*What is required*.
Revise the material from the line containing "Trace the outline of every instance of the safety" through its end, substituting "safety railing" for "safety fence" and leaving all else intact. Return only those revised lines.
:::
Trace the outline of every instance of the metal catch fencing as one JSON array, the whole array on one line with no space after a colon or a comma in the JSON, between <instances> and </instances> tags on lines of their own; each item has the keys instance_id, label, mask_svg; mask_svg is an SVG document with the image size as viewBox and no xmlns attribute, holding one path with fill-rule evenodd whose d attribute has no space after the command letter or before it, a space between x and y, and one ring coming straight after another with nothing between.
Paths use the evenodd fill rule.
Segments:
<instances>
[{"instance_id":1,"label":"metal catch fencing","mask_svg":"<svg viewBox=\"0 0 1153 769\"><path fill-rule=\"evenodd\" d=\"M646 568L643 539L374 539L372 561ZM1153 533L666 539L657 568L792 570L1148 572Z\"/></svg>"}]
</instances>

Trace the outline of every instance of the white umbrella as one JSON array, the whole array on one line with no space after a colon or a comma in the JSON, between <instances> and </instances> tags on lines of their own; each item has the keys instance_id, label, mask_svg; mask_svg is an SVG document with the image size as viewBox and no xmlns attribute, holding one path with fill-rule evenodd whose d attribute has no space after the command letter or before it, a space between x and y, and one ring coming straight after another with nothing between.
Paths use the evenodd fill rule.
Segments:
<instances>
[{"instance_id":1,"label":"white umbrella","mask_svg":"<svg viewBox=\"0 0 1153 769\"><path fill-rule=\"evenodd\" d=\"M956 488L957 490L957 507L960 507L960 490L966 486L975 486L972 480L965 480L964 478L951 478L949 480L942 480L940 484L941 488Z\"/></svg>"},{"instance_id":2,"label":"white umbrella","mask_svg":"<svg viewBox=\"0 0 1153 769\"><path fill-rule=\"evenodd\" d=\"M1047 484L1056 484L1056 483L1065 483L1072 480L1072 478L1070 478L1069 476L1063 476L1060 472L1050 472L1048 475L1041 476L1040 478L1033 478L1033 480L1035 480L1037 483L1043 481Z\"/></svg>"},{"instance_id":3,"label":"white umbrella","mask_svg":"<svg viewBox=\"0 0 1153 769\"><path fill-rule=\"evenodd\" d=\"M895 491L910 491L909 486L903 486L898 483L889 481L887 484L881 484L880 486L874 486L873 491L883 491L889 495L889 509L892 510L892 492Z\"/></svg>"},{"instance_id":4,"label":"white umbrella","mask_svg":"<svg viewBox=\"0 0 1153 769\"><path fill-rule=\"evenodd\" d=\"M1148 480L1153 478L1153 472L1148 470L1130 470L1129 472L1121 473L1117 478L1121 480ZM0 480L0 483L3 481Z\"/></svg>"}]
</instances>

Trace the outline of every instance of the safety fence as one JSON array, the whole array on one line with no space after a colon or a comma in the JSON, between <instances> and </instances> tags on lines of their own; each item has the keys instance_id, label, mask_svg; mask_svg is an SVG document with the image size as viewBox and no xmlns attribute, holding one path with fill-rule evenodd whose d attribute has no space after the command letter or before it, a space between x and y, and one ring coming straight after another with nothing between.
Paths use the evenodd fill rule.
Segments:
:::
*Expected answer*.
Trace the outline of every instance of the safety railing as one JSON array, the whole array on one line with no space after a colon or a comma in the JSON, between <instances> and </instances> tags on lines of their own; each item has the keys instance_id, label, mask_svg; mask_svg is an SVG document with the image size as viewBox and no xmlns attribute, holding one path with fill-rule evenodd whose d attribute has no space after the command letter or before it, a space between x and y, and one ring coming straight after another with nothing between.
Paths use the evenodd fill rule.
Segments:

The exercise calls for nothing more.